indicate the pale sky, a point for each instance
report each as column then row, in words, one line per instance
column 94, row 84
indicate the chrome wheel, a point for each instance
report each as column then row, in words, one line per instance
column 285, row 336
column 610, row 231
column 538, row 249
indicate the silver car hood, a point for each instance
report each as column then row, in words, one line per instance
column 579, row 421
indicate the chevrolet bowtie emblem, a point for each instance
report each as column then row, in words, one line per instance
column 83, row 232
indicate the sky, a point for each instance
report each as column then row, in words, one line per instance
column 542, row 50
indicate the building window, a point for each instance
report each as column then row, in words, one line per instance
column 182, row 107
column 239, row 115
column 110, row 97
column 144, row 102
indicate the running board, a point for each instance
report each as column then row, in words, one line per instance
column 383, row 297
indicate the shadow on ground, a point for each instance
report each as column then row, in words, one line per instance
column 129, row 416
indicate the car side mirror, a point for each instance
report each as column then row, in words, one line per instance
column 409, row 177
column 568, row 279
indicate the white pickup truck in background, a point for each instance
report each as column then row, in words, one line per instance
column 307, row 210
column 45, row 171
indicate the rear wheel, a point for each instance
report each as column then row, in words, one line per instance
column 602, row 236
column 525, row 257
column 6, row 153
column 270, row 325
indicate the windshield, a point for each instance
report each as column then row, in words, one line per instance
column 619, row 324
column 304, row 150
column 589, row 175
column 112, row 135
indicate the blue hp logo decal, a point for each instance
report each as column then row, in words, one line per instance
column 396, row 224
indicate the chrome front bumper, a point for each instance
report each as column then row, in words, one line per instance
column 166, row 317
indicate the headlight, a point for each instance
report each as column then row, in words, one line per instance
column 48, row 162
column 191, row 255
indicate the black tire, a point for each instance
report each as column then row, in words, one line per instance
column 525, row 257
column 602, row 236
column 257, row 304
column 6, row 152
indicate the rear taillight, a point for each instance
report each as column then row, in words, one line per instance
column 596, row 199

━━━━

Please print the listing exactly, keeping each line as it is.

— Answer to this problem —
indicate the pale sky, a point for each instance
report each as column then row, in words, one line per instance
column 94, row 84
indicate the chrome wheel, a point for each instance
report each as column then row, in words, one line per instance
column 285, row 336
column 610, row 231
column 538, row 249
indicate the silver car hood, a point for each instance
report each as column then row, in words, one line per instance
column 579, row 421
indicate the chevrolet bowtie emblem, a point for each instance
report each as column then row, in words, one line per instance
column 83, row 232
indicate the sky, a point for each instance
report each as column then row, in words, one line per instance
column 542, row 50
indicate the building window, a point for each instance
report each as column then row, in words, one line per instance
column 182, row 107
column 239, row 115
column 110, row 97
column 144, row 102
indicate the running board, a point for each instance
report each as column then row, in words, one line per instance
column 383, row 297
indicate the shadow on ground, a point for each instance
report each as column then row, in words, one line per instance
column 129, row 416
indicate the car side mirror, a point for each instance
report each as column then row, in words, one line per instance
column 409, row 177
column 568, row 279
indicate the white pickup truck in background, a point for each instance
report each as column then row, in words, one line per instance
column 307, row 210
column 45, row 171
indicate the rear wheel, a point for each instance
report each as column then row, in words, one line per instance
column 602, row 236
column 525, row 257
column 6, row 153
column 270, row 325
indicate the windshield, a point for each instance
report each as column then row, in words, one line per instance
column 619, row 324
column 304, row 150
column 589, row 175
column 112, row 135
indicate the blue hp logo decal, a point for each instance
report each as column then row, in words, one line per instance
column 396, row 224
indicate the chrome front bumper, a point for each instance
report each as column then row, in words, one line per instance
column 166, row 317
indicate the headlight, a point for each instance
report each as column then row, in words, one line per instance
column 48, row 162
column 191, row 255
indicate the black tire, a point for each instance
report each as column then row, in words, one line per instance
column 525, row 257
column 602, row 236
column 257, row 304
column 6, row 152
indicate the rear taillight, a point for each instance
report each as column then row, in words, one line per instance
column 596, row 199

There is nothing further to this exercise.